Position annotation records:

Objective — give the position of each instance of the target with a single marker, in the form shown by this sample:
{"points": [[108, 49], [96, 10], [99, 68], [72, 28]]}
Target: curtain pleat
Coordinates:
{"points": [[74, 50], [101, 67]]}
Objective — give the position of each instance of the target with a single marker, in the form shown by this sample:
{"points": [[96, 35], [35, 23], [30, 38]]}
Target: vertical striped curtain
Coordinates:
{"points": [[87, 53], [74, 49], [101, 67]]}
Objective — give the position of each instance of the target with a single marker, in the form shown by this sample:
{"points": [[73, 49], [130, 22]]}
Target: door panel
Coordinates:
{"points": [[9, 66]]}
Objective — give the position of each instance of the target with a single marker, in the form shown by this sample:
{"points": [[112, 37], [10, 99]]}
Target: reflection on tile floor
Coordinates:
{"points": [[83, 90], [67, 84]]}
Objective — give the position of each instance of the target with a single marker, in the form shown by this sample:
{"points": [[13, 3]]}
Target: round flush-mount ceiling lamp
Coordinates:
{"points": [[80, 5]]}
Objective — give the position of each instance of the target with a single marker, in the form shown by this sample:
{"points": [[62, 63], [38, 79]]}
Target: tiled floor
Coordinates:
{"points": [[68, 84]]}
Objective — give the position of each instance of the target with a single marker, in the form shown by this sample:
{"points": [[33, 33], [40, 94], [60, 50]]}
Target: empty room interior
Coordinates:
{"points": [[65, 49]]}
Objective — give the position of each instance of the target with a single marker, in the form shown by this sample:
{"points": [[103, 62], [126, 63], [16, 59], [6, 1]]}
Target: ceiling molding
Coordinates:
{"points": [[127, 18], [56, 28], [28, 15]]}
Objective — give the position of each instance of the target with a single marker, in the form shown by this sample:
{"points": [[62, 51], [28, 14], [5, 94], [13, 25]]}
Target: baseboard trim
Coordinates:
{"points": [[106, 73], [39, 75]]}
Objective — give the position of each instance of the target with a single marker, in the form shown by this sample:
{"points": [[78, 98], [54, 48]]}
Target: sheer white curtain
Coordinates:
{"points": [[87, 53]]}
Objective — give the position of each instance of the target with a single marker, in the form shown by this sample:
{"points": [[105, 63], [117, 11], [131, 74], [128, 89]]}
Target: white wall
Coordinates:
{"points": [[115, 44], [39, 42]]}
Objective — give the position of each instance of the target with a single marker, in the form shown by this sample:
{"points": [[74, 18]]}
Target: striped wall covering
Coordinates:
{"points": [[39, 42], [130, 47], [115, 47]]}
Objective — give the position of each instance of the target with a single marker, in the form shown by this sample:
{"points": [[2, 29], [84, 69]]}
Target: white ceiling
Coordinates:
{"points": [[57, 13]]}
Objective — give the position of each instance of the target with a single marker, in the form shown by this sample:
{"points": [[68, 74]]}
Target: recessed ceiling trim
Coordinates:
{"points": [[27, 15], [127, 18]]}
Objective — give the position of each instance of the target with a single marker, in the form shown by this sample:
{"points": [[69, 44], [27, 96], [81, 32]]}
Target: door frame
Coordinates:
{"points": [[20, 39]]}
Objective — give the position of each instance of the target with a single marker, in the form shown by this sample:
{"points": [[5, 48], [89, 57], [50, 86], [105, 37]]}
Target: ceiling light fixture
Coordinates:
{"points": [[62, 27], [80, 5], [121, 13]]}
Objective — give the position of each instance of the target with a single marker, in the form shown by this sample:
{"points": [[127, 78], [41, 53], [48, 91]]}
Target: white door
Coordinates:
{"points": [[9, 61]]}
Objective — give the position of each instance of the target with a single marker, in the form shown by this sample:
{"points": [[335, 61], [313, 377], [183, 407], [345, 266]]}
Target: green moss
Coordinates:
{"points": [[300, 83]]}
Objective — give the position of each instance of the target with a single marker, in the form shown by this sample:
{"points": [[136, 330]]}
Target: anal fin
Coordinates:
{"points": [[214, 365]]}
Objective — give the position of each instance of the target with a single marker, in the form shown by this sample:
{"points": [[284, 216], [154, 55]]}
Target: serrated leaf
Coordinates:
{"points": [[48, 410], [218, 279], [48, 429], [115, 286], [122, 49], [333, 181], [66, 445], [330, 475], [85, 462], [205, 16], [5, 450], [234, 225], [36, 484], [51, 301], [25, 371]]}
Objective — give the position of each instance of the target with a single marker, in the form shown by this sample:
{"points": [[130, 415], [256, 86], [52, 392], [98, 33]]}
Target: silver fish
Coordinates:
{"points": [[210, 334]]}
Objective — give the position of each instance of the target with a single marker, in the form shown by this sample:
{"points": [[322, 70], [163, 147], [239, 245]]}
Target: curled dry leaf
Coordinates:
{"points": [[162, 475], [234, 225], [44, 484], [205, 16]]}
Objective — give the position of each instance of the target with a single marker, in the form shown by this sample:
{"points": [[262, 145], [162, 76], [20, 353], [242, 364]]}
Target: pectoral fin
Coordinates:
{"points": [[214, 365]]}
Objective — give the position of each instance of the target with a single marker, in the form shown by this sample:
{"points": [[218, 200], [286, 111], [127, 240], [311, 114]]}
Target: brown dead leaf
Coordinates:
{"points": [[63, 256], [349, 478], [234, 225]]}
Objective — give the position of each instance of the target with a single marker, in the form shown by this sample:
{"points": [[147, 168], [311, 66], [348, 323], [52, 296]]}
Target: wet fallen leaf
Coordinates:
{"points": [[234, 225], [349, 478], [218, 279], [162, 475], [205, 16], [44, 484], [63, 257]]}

▸ **Your objective**
Restate the whole listing exactly.

▸ **Response to this exercise**
Objective — give the position of each instance of the target with a single marker, in the form shown by this sample:
{"points": [[108, 49], [96, 10], [99, 68], [72, 28]]}
Target: curtain pleat
Coordinates:
{"points": [[74, 50], [101, 67]]}
Objective — give the position of each instance of the target with a single marker, in the form shown by this sample:
{"points": [[96, 35], [35, 23], [30, 38]]}
Target: vertical striped curtain
Coordinates:
{"points": [[87, 53], [74, 49], [101, 67]]}
Objective — give the position of each instance of the target with a single marker, in the form shown by this sample:
{"points": [[73, 49], [130, 22]]}
Target: door panel
Coordinates:
{"points": [[9, 66]]}
Objective — give the position of each instance of the target with a single marker, in the form shown by this sample:
{"points": [[112, 37], [10, 99]]}
Target: reflection on tile floor
Coordinates:
{"points": [[83, 90], [67, 84]]}
Objective — give the position of each instance of the target with a single marker, in the form shown by this sample:
{"points": [[13, 3]]}
Target: round flush-mount ceiling lamp
Coordinates:
{"points": [[80, 5]]}
Objective — give the position of each instance of the target with a single marker, in the form shown by this sample:
{"points": [[62, 63], [38, 79]]}
Target: tiled floor
Coordinates:
{"points": [[68, 84]]}
Objective — give the position of each instance of the target with a single marker, in the form shown by this sample:
{"points": [[33, 33], [40, 94], [60, 50]]}
Target: empty room interior
Coordinates:
{"points": [[65, 49]]}
Objective — give the position of each instance of the target with a single marker, in the form shown by this sample:
{"points": [[103, 62], [126, 63], [16, 59], [6, 1]]}
Target: ceiling molding
Coordinates:
{"points": [[127, 18], [56, 28], [28, 15]]}
Objective — give the position of each instance of the target with a single marker, in the form shown by this sample:
{"points": [[62, 51], [28, 14], [5, 94], [13, 25]]}
Target: baseboard trim
Coordinates:
{"points": [[106, 73], [39, 75]]}
Objective — give the position of each instance of the target with a single marker, in the form shown by this sample:
{"points": [[78, 98], [54, 48]]}
Target: sheer white curtain
Coordinates:
{"points": [[87, 53]]}
Objective — give the position of each instance of the target with a single marker, in the form shown by this sample:
{"points": [[105, 63], [117, 11], [131, 74], [128, 89]]}
Target: white wall
Coordinates:
{"points": [[115, 44], [39, 42]]}
Objective — give the position of each instance of the target with a single marker, in the form shown by this sample:
{"points": [[74, 18]]}
Target: striped wall covering
Coordinates:
{"points": [[39, 42], [130, 47], [115, 47]]}
Objective — give the position of each instance of the target with a single marker, in the form shown by this sample:
{"points": [[2, 29], [84, 69]]}
Target: white ceiling
Coordinates:
{"points": [[57, 13]]}
Objective — give the position of each instance of the target with a single marker, in the form shown by this sample:
{"points": [[68, 74]]}
Target: recessed ceiling trim
Coordinates:
{"points": [[27, 15], [127, 18]]}
Objective — give the position of each instance of the target with a single marker, in the form shown by this sample:
{"points": [[69, 44], [27, 96], [81, 32]]}
Target: door frame
Coordinates:
{"points": [[20, 39]]}
Objective — give the position of each instance of the target with a single marker, in the form shown by this sample:
{"points": [[5, 48], [89, 57], [50, 86], [105, 37]]}
Target: ceiling light fixture
Coordinates:
{"points": [[62, 27], [80, 5], [121, 13]]}
Objective — give the position of each instance of the target with a single marker, in the form shown by this sample:
{"points": [[127, 78], [41, 53], [48, 91]]}
Target: white door
Coordinates:
{"points": [[9, 61]]}
Objective — give the position of each instance of the target with a single marker, in the form shown by this sample:
{"points": [[335, 61], [313, 377], [183, 407], [345, 266]]}
Target: green moss
Coordinates:
{"points": [[300, 83]]}
Objective — give the position of each instance of the target with a single marker, in the form shown by this sample:
{"points": [[136, 330]]}
Target: anal fin
Coordinates:
{"points": [[214, 365]]}
Objective — give the position of each instance of the target with a single marker, in the form shown by this sample:
{"points": [[284, 216], [154, 55]]}
Target: serrated leaf
Coordinates:
{"points": [[48, 410], [218, 279], [48, 429], [115, 286], [122, 49], [333, 181], [66, 445], [330, 475], [85, 462], [205, 16], [5, 450], [234, 225], [36, 484], [51, 301], [25, 371]]}
Objective — give the position of each instance of the target with a single marker, in the form shown by this sample:
{"points": [[130, 415], [256, 86], [52, 392], [98, 33]]}
Target: silver fish
Coordinates:
{"points": [[210, 334]]}
Objective — give the position of each instance of the target with a single marker, in the form shown by this sample:
{"points": [[322, 70], [163, 147], [239, 245]]}
Target: curled dry leaf
Coordinates:
{"points": [[162, 475], [234, 225], [44, 484], [205, 16]]}
Objective — give the position of each instance of the target with a single marker, in the form shown by this sample:
{"points": [[262, 145], [162, 76], [20, 353], [242, 364]]}
Target: pectoral fin
Coordinates:
{"points": [[214, 365]]}
Objective — give the position of each instance of the target with a single marker, in the form shown by this sample:
{"points": [[218, 200], [286, 111], [127, 240], [311, 114]]}
Target: brown dead leaf
Coordinates:
{"points": [[63, 256], [349, 478], [234, 225]]}
Objective — give the position of each instance of the target with a single marker, in the form shown by this sample:
{"points": [[147, 168], [311, 66], [348, 323], [52, 296]]}
Target: wet fallen leaf
Coordinates:
{"points": [[234, 225], [349, 478], [218, 279], [162, 475], [205, 16], [44, 484], [63, 257]]}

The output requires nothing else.